:: Rows ::
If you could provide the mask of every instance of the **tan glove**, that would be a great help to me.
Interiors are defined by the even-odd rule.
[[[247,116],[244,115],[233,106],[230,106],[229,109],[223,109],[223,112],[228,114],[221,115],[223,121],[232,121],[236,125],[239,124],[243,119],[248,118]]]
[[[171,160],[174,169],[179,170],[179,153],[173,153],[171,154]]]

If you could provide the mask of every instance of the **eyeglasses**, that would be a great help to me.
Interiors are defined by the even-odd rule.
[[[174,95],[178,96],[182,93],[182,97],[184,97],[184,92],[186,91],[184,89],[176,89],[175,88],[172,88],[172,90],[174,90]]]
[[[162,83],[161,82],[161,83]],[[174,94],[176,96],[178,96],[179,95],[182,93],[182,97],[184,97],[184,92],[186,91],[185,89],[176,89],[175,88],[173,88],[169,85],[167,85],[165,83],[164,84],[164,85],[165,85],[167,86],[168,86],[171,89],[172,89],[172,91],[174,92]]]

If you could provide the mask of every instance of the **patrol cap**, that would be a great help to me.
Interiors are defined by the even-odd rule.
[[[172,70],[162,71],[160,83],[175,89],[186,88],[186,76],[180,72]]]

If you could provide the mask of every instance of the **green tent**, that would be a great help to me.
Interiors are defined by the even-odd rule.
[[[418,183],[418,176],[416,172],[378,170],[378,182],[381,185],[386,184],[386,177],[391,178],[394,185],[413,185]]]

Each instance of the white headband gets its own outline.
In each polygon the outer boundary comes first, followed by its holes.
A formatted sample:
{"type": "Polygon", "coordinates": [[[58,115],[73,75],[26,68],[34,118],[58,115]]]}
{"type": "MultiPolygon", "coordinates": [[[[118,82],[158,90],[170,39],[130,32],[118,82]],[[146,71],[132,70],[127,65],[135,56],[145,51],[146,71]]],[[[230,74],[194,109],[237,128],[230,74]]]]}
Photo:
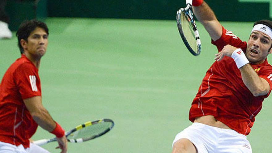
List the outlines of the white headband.
{"type": "Polygon", "coordinates": [[[260,31],[265,33],[272,39],[272,30],[271,30],[271,29],[268,26],[261,24],[256,24],[253,27],[252,31],[251,31],[251,33],[253,31],[255,30],[260,31]]]}

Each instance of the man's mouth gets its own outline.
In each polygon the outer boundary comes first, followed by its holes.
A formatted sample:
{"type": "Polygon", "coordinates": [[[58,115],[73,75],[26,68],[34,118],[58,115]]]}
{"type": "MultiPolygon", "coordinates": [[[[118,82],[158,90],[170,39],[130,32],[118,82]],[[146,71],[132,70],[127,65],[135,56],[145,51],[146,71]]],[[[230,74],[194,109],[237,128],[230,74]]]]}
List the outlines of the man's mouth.
{"type": "Polygon", "coordinates": [[[250,49],[250,54],[255,55],[257,55],[259,53],[259,51],[258,51],[257,49],[250,49]]]}

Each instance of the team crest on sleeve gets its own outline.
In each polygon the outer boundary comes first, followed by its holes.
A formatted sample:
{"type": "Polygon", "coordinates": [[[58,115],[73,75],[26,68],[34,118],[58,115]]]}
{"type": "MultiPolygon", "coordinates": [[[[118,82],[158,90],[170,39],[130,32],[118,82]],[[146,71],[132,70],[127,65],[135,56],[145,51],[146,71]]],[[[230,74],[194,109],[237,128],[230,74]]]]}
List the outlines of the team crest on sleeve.
{"type": "Polygon", "coordinates": [[[30,81],[30,84],[32,91],[37,91],[37,86],[36,85],[36,77],[35,75],[29,75],[29,80],[30,81]]]}
{"type": "Polygon", "coordinates": [[[267,77],[267,78],[270,80],[270,81],[272,81],[272,74],[270,74],[270,75],[267,77]]]}
{"type": "Polygon", "coordinates": [[[232,38],[234,39],[238,39],[238,37],[237,37],[237,36],[236,36],[235,35],[233,34],[232,33],[232,31],[229,31],[227,30],[226,29],[226,35],[227,35],[228,36],[232,36],[232,38]]]}
{"type": "Polygon", "coordinates": [[[259,72],[259,71],[260,70],[261,70],[261,68],[259,68],[257,69],[255,69],[254,70],[256,71],[256,72],[258,73],[259,72]]]}

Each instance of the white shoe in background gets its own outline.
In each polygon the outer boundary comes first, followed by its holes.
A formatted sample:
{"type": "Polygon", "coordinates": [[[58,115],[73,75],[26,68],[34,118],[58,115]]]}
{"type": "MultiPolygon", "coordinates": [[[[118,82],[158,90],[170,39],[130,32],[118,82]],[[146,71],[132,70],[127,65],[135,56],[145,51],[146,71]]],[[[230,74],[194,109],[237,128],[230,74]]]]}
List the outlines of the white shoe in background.
{"type": "Polygon", "coordinates": [[[8,28],[8,24],[0,21],[0,39],[4,38],[11,39],[12,37],[11,32],[8,28]]]}

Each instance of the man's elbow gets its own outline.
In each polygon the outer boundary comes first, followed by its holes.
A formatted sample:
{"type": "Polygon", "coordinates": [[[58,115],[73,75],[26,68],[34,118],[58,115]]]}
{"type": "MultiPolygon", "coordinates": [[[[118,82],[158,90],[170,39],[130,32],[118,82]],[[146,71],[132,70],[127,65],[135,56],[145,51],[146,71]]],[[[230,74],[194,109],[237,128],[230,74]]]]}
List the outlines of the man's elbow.
{"type": "Polygon", "coordinates": [[[34,121],[36,121],[37,120],[39,120],[40,118],[42,117],[42,116],[44,114],[43,112],[45,111],[42,108],[38,109],[35,110],[35,111],[30,112],[30,114],[31,115],[31,116],[32,117],[34,121]]]}
{"type": "Polygon", "coordinates": [[[268,91],[269,91],[264,88],[261,88],[254,90],[251,93],[254,97],[258,97],[266,95],[268,93],[268,91]]]}

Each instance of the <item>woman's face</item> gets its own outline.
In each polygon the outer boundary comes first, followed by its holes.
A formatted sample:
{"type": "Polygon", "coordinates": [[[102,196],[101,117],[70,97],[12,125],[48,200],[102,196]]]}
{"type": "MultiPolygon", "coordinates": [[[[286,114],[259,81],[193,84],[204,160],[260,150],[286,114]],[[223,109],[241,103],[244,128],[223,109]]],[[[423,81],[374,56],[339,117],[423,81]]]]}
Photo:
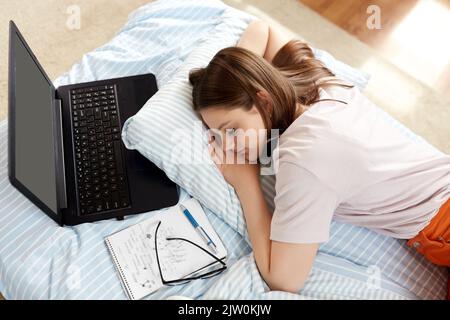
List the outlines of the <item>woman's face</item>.
{"type": "Polygon", "coordinates": [[[200,116],[210,129],[212,140],[225,153],[233,152],[252,162],[259,158],[267,134],[256,106],[248,111],[239,107],[209,107],[201,110],[200,116]]]}

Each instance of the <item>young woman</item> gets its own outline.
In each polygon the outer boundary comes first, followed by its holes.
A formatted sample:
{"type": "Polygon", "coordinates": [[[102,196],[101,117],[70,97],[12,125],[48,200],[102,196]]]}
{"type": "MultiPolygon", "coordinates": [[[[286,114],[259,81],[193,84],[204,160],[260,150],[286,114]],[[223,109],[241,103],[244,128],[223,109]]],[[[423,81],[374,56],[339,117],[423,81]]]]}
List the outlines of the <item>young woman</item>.
{"type": "Polygon", "coordinates": [[[251,156],[261,156],[266,141],[258,141],[256,153],[227,146],[225,139],[210,141],[213,159],[241,201],[256,264],[272,290],[303,287],[333,217],[408,239],[430,261],[450,266],[450,156],[387,123],[308,45],[253,22],[237,47],[220,50],[189,80],[194,109],[223,137],[236,142],[238,131],[281,132],[273,214],[251,156]],[[247,163],[224,162],[230,148],[247,163]]]}

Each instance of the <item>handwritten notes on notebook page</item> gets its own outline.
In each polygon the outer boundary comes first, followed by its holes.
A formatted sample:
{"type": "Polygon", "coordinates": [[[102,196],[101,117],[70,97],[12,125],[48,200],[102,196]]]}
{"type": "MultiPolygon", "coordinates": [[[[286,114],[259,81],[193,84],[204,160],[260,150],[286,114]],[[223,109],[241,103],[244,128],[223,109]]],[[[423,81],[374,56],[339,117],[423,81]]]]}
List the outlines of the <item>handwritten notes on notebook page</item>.
{"type": "MultiPolygon", "coordinates": [[[[191,198],[182,204],[217,245],[216,256],[225,259],[226,248],[198,201],[191,198]]],[[[154,238],[159,221],[161,225],[157,239],[158,254],[165,280],[183,278],[211,265],[220,267],[213,257],[200,248],[186,241],[166,240],[167,237],[185,238],[211,252],[179,205],[170,207],[105,239],[122,285],[130,299],[141,299],[163,287],[156,261],[154,238]]]]}

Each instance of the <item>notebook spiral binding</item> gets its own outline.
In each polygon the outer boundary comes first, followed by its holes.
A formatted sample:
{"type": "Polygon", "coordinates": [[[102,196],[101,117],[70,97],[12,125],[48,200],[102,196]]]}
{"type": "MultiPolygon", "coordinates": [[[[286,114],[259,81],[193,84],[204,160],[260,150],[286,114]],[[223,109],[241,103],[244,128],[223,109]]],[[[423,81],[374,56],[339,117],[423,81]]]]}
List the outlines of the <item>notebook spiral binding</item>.
{"type": "Polygon", "coordinates": [[[120,278],[122,278],[122,280],[123,280],[122,283],[125,285],[125,290],[131,296],[131,299],[135,300],[133,292],[130,289],[130,285],[128,284],[128,281],[125,278],[125,275],[123,273],[122,267],[120,266],[119,260],[117,260],[116,253],[114,252],[114,249],[111,247],[111,244],[109,243],[108,239],[106,239],[105,242],[106,242],[106,245],[107,245],[107,247],[108,247],[109,251],[111,252],[111,255],[112,255],[113,259],[114,259],[114,262],[115,262],[114,265],[117,266],[116,270],[118,271],[118,273],[120,275],[120,278]]]}

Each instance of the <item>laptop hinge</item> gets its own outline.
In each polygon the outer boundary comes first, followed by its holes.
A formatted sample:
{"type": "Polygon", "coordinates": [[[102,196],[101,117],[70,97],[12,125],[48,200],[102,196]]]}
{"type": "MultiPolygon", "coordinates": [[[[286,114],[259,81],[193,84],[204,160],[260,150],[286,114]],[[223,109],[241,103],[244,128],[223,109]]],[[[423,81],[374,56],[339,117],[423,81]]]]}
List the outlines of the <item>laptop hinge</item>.
{"type": "Polygon", "coordinates": [[[61,209],[67,208],[67,189],[66,189],[66,169],[64,163],[64,143],[63,143],[63,126],[62,126],[62,110],[61,100],[55,101],[55,164],[56,164],[56,192],[58,197],[59,214],[61,209]]]}

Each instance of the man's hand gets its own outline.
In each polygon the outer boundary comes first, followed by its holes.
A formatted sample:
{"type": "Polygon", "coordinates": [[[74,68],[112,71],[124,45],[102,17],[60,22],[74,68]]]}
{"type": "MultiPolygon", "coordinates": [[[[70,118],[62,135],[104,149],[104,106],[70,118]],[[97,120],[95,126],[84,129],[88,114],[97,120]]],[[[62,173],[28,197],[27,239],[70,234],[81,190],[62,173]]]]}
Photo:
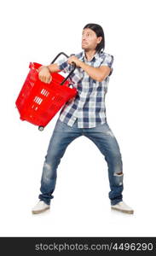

:: Problem details ::
Print, without alteration, every line from the first one up to and including the line that contains "[[[171,160],[174,169],[179,170],[179,153],[173,153],[171,154]]]".

:: Final result ::
If you could provide the mask of every instance of the **tan glove**, that would be a great help to me.
Interiors are defined by the even-odd rule.
[[[247,116],[244,115],[233,106],[230,106],[229,109],[223,109],[223,112],[228,114],[221,115],[223,121],[232,121],[236,125],[239,124],[243,119],[248,118]]]
[[[171,160],[174,169],[179,170],[179,153],[173,153],[171,154]]]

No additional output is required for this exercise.